Please show every line of the records below that contains the word "blazer", copying each such line in full. Case counts.

━━━━━ EXTRACTED INFORMATION ━━━━━

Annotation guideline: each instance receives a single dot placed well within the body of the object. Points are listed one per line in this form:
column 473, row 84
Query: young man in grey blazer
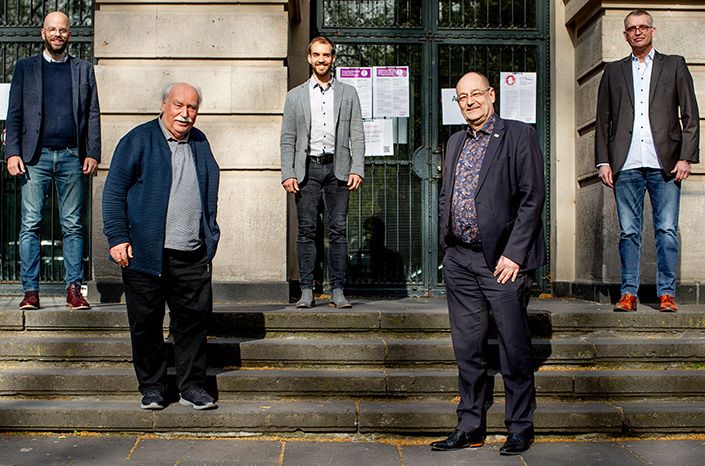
column 647, row 135
column 53, row 132
column 322, row 153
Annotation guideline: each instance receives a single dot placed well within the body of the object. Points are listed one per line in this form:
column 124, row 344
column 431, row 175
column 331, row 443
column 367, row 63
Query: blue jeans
column 665, row 193
column 322, row 181
column 64, row 166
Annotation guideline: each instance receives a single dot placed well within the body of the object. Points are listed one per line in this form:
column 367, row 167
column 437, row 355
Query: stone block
column 648, row 383
column 11, row 320
column 664, row 417
column 295, row 382
column 419, row 351
column 92, row 319
column 586, row 101
column 73, row 415
column 261, row 417
column 225, row 31
column 228, row 87
column 252, row 218
column 588, row 48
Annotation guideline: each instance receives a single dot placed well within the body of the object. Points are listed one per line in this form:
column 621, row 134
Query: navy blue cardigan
column 136, row 194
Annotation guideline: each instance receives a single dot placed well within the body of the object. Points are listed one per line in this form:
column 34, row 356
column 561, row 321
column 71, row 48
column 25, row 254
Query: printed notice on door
column 360, row 79
column 517, row 96
column 390, row 91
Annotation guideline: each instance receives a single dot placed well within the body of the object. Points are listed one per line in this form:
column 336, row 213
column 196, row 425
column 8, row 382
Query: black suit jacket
column 671, row 91
column 510, row 195
column 24, row 114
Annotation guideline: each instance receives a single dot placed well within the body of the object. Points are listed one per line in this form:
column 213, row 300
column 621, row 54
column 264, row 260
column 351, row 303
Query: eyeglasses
column 642, row 29
column 52, row 31
column 476, row 94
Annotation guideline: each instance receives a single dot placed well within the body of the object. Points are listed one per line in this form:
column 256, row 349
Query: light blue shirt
column 642, row 150
column 322, row 136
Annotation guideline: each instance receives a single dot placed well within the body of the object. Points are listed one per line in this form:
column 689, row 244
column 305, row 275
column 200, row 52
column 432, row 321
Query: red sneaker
column 626, row 303
column 74, row 298
column 30, row 301
column 667, row 303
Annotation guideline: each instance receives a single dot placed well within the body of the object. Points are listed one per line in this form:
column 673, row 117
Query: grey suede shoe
column 306, row 298
column 338, row 300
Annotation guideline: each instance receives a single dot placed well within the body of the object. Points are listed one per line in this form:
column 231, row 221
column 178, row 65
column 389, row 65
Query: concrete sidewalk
column 103, row 449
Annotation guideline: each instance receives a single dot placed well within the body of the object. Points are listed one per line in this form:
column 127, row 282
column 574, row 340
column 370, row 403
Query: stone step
column 342, row 417
column 236, row 352
column 547, row 318
column 357, row 384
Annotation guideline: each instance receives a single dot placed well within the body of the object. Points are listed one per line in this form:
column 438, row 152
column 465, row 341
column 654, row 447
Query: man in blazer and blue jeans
column 322, row 153
column 53, row 132
column 492, row 236
column 647, row 134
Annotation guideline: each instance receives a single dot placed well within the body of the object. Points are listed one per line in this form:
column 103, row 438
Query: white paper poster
column 517, row 92
column 391, row 91
column 4, row 99
column 379, row 137
column 361, row 79
column 451, row 111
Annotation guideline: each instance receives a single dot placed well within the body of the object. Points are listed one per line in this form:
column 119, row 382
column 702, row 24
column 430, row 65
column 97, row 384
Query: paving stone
column 334, row 453
column 278, row 416
column 663, row 452
column 63, row 450
column 579, row 454
column 200, row 451
column 487, row 455
column 664, row 417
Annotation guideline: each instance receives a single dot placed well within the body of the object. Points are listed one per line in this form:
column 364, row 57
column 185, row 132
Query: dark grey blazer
column 671, row 90
column 349, row 133
column 510, row 195
column 24, row 115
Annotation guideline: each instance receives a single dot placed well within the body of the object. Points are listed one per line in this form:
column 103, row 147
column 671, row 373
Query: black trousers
column 185, row 286
column 472, row 292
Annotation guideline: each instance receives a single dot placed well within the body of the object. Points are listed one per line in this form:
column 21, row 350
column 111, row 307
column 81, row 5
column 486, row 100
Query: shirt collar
column 312, row 83
column 649, row 57
column 168, row 136
column 487, row 128
column 48, row 58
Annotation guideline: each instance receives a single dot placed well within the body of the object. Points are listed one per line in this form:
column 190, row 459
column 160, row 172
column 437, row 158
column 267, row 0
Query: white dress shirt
column 322, row 136
column 642, row 151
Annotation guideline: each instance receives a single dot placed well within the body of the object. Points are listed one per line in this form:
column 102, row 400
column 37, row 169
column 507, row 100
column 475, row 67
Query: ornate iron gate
column 393, row 227
column 19, row 38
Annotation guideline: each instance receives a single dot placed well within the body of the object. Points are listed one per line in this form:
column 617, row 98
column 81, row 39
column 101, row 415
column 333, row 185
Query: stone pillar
column 596, row 28
column 235, row 53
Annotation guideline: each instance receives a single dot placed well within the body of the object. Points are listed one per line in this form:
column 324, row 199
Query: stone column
column 236, row 54
column 596, row 28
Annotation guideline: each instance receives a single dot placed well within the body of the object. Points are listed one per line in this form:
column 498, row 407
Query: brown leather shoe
column 30, row 301
column 667, row 303
column 626, row 303
column 74, row 298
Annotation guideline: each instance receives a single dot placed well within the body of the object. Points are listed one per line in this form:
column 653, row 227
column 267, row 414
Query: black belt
column 324, row 159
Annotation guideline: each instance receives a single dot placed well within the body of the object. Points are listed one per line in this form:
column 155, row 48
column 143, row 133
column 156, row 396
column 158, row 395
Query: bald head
column 56, row 34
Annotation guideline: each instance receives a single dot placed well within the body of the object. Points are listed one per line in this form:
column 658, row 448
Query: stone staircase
column 385, row 366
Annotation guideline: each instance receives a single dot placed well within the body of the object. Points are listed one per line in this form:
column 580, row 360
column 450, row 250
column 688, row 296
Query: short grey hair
column 639, row 12
column 169, row 87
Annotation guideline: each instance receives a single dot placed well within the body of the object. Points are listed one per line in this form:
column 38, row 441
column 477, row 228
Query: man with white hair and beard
column 159, row 214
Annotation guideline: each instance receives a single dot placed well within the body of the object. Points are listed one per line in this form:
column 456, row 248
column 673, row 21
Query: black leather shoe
column 460, row 439
column 516, row 443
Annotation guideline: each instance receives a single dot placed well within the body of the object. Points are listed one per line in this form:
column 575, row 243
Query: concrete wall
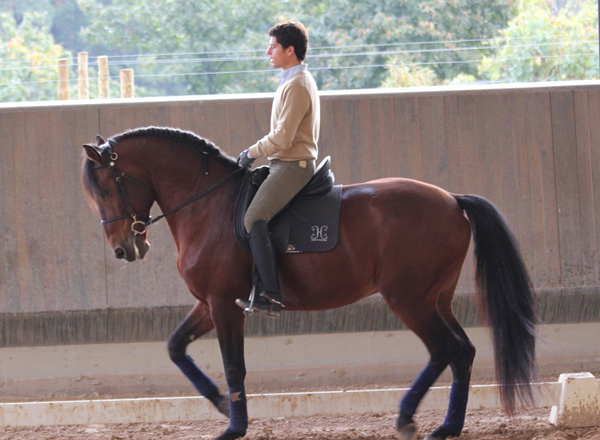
column 531, row 149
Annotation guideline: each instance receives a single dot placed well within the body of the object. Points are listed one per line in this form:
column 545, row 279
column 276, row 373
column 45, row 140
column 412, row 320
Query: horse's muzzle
column 135, row 248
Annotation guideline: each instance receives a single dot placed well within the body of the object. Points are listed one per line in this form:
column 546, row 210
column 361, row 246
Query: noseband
column 140, row 223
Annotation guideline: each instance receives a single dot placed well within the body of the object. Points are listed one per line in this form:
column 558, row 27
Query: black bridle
column 140, row 223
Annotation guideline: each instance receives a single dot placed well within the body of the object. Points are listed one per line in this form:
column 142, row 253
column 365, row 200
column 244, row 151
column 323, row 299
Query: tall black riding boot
column 268, row 301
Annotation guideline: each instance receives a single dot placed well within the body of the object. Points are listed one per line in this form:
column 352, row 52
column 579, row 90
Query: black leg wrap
column 407, row 428
column 230, row 435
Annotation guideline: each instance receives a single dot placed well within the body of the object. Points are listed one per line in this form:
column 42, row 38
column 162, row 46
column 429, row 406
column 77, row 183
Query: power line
column 362, row 66
column 317, row 56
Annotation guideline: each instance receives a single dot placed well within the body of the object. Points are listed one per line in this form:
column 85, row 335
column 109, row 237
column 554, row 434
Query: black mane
column 187, row 138
column 175, row 134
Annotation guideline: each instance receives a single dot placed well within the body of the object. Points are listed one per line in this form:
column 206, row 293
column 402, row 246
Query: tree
column 546, row 42
column 444, row 36
column 352, row 42
column 29, row 57
column 210, row 43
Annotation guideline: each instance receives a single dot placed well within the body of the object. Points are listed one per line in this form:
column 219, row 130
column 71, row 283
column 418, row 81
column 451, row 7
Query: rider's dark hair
column 291, row 33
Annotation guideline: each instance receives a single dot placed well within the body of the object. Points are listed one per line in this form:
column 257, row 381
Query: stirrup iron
column 248, row 310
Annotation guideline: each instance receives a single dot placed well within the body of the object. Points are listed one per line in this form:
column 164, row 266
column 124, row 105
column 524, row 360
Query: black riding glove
column 245, row 160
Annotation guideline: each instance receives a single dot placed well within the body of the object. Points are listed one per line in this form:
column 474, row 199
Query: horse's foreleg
column 197, row 323
column 461, row 373
column 229, row 323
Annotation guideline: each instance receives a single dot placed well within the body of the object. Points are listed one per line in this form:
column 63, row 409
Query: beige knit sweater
column 295, row 122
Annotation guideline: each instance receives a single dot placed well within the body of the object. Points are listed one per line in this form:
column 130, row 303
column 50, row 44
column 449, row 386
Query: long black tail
column 507, row 298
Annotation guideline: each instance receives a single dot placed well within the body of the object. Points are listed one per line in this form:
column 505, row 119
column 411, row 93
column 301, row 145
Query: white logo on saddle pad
column 319, row 233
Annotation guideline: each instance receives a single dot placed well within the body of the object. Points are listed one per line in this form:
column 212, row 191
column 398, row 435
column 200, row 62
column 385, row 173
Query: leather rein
column 140, row 223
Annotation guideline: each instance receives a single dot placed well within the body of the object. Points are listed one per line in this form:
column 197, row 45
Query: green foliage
column 29, row 58
column 545, row 44
column 352, row 41
column 406, row 32
column 181, row 47
column 209, row 34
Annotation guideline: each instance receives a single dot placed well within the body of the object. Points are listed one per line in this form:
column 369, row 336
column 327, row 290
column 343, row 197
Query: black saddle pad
column 310, row 223
column 314, row 222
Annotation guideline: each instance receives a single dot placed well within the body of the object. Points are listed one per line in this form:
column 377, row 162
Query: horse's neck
column 213, row 210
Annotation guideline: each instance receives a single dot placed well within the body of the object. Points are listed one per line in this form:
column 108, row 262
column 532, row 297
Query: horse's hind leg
column 197, row 323
column 461, row 372
column 443, row 344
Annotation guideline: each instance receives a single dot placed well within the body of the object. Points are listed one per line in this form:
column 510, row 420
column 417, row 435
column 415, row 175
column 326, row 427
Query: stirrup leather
column 250, row 307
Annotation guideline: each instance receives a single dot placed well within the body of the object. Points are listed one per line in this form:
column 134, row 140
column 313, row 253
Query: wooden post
column 63, row 79
column 82, row 74
column 127, row 84
column 103, row 78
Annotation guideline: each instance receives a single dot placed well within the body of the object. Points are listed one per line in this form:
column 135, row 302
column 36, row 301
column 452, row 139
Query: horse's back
column 409, row 223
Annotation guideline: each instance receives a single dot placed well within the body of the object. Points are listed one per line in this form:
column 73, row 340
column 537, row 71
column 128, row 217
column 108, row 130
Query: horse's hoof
column 439, row 434
column 230, row 435
column 408, row 432
column 223, row 406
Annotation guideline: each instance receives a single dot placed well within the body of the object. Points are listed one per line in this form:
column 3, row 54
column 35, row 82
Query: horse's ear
column 93, row 153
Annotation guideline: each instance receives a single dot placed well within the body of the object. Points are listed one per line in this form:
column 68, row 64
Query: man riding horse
column 291, row 147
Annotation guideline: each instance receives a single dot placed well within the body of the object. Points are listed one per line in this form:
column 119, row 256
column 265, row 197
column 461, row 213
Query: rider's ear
column 93, row 153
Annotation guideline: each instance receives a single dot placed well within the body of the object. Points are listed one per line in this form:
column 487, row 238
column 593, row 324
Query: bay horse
column 402, row 238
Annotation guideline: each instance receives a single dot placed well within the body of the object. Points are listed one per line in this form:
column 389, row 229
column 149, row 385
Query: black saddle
column 309, row 223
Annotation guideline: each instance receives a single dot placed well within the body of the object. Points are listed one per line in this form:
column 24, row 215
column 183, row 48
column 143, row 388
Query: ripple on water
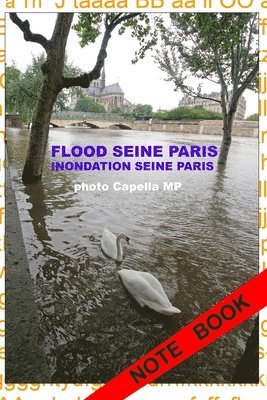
column 200, row 242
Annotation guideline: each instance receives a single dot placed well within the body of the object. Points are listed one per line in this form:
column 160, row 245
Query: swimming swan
column 111, row 244
column 147, row 291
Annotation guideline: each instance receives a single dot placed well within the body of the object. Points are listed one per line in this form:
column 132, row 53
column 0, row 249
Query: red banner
column 203, row 330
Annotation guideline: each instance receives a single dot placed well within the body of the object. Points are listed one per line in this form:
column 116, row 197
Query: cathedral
column 110, row 96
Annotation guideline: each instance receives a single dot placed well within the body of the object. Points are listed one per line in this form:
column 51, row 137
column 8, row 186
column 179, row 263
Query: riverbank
column 25, row 360
column 205, row 127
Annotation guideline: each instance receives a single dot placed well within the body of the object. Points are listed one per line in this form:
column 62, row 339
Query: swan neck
column 119, row 249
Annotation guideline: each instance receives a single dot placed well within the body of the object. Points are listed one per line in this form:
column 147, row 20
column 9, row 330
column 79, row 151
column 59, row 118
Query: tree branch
column 24, row 26
column 118, row 21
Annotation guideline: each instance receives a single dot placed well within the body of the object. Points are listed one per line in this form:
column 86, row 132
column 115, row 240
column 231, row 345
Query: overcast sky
column 142, row 82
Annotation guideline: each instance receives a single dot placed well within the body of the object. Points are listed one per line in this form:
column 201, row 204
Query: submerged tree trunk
column 52, row 85
column 39, row 134
column 227, row 138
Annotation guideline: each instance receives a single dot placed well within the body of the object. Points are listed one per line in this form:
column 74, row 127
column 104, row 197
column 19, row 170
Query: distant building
column 111, row 96
column 188, row 101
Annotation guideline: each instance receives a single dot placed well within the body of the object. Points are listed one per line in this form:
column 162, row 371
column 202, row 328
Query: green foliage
column 188, row 113
column 142, row 110
column 144, row 27
column 86, row 104
column 220, row 47
column 253, row 117
column 23, row 88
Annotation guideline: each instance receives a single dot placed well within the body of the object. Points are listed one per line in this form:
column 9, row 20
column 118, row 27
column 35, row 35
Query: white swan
column 111, row 244
column 147, row 291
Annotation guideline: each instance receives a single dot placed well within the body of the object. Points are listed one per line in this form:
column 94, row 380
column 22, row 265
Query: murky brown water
column 200, row 242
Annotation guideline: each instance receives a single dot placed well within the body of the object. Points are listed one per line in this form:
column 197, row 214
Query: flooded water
column 199, row 241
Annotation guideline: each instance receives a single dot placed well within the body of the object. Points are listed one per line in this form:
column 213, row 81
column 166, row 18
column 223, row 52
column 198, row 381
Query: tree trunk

━━━━━

## EXPECTED OUTPUT
Query: young man in grey blazer
Query: man in blazer and blue jeans
Query: dark grey blazer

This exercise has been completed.